WHAT THE TASK REQUIRES:
Rewrite the rows from the line containing "In the photograph above, where can the dark" through the end of the rows, changing "instance" to "occurrence" and keeping everything else the same.

Collected data:
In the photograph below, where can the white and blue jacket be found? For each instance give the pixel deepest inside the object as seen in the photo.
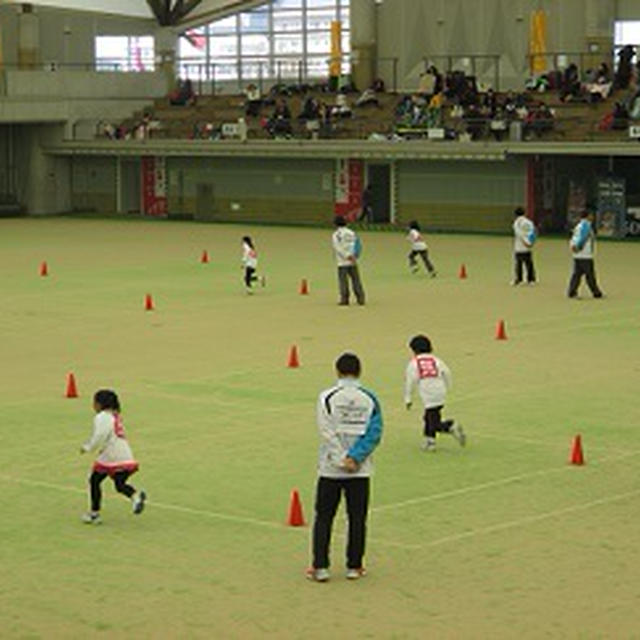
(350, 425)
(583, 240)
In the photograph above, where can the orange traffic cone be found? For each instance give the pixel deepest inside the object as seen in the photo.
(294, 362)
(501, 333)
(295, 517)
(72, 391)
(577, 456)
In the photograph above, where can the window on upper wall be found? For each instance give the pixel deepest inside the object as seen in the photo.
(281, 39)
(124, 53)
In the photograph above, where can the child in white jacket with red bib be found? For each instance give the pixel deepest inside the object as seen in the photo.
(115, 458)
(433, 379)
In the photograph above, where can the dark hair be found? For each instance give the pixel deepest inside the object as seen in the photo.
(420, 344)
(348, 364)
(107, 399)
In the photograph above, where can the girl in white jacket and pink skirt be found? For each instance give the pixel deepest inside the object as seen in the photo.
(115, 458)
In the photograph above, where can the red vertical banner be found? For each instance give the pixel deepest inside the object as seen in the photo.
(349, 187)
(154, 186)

EXERCISE RESULT:
In the photograph above, where can the dark hair be found? For each occurrence give the pixel deepest inside the object as seen in the photo.
(420, 344)
(348, 364)
(107, 399)
In the photograph above, where can the girl in white jacket and pink skirt be found? For each occurrence give the pixel deepest inside the object as seen in the photo.
(115, 458)
In the photograph above, where can the red vertical banner be found? For each occurrence give the pixel deepest inside the object as seen in the photo.
(349, 187)
(154, 186)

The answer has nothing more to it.